### Assignment
What lines below include the word "flag"? Copy each one.

### Saved entries
:::

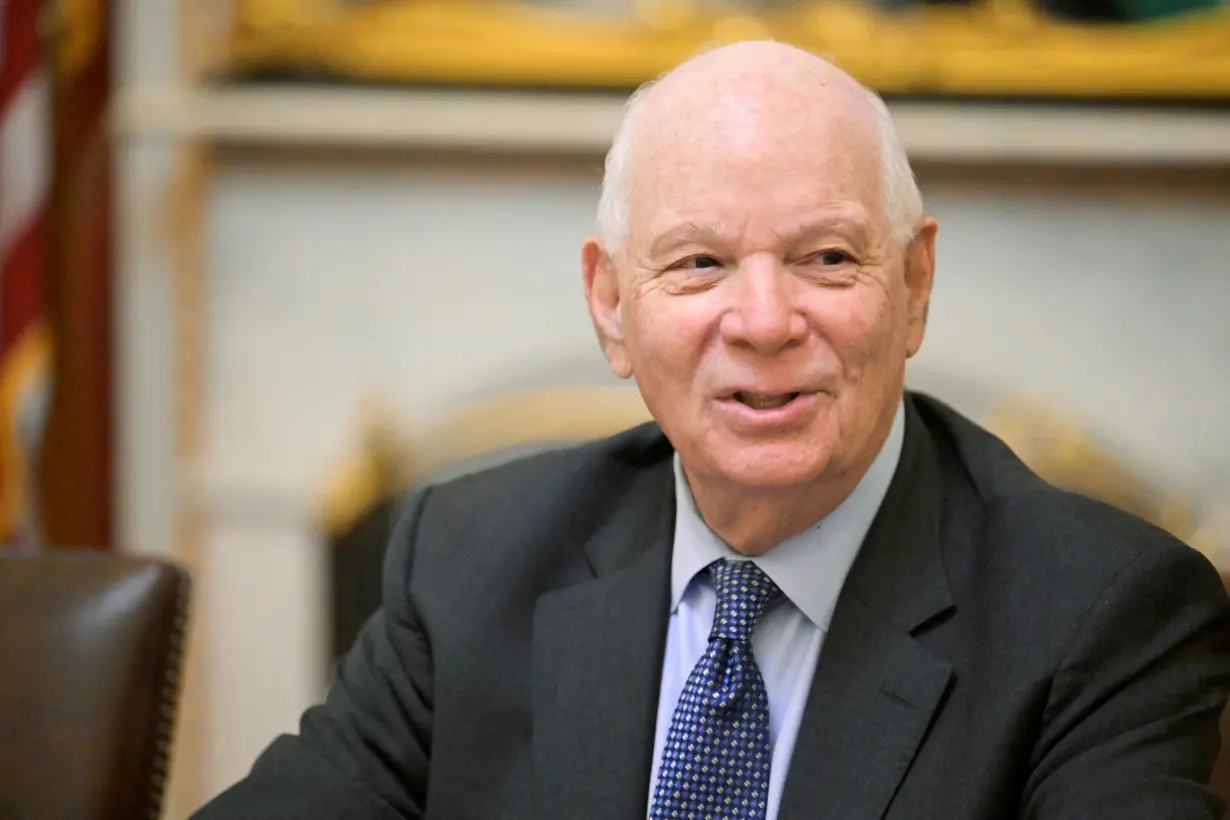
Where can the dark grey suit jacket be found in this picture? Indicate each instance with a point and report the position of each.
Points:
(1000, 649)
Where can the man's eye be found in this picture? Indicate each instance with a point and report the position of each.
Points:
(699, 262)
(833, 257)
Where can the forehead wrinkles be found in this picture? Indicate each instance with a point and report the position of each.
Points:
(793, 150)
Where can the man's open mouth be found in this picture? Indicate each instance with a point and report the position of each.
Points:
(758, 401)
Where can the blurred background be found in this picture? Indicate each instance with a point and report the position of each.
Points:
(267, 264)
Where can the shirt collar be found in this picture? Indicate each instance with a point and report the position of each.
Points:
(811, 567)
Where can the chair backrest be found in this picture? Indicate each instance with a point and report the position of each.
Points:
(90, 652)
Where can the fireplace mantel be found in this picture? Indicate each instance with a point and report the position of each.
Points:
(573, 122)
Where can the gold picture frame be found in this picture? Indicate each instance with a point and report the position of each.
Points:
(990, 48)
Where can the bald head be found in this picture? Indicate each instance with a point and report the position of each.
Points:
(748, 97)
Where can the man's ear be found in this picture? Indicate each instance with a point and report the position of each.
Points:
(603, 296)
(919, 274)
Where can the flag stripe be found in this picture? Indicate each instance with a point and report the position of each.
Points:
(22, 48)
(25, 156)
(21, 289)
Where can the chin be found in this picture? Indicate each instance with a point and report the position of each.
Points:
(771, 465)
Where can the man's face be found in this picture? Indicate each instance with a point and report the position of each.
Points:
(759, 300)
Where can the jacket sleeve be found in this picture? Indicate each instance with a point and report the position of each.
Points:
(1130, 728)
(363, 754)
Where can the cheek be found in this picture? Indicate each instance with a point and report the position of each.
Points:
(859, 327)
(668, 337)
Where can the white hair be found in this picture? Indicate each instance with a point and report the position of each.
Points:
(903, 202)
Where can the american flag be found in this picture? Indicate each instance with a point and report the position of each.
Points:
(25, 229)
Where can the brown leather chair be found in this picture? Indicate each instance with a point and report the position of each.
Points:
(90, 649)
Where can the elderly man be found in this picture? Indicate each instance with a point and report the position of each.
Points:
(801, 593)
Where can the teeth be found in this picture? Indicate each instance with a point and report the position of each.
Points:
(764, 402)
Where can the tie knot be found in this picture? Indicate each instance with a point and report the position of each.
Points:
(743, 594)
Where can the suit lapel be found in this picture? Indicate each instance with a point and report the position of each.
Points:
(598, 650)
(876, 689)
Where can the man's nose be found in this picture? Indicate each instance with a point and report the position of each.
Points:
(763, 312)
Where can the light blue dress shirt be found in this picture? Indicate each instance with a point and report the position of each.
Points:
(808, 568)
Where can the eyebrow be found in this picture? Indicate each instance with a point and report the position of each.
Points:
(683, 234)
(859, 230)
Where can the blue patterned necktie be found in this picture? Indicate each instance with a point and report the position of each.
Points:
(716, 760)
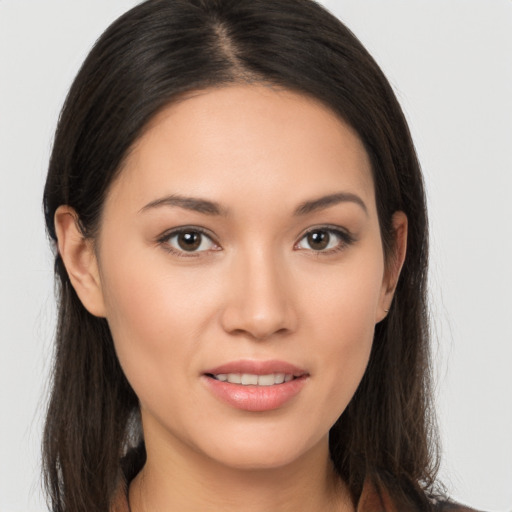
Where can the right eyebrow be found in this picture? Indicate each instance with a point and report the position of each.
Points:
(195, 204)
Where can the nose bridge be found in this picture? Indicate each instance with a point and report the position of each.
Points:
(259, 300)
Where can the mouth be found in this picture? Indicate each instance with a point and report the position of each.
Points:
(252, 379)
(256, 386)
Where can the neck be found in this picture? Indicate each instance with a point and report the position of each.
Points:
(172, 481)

:::

### Answer for this exercise
Where can the flag stripe be found in this picture? Indicate each instance with a point and report the position of each.
Where can the american flag be found in this picture? Indicate each instance with a point and report the position of each.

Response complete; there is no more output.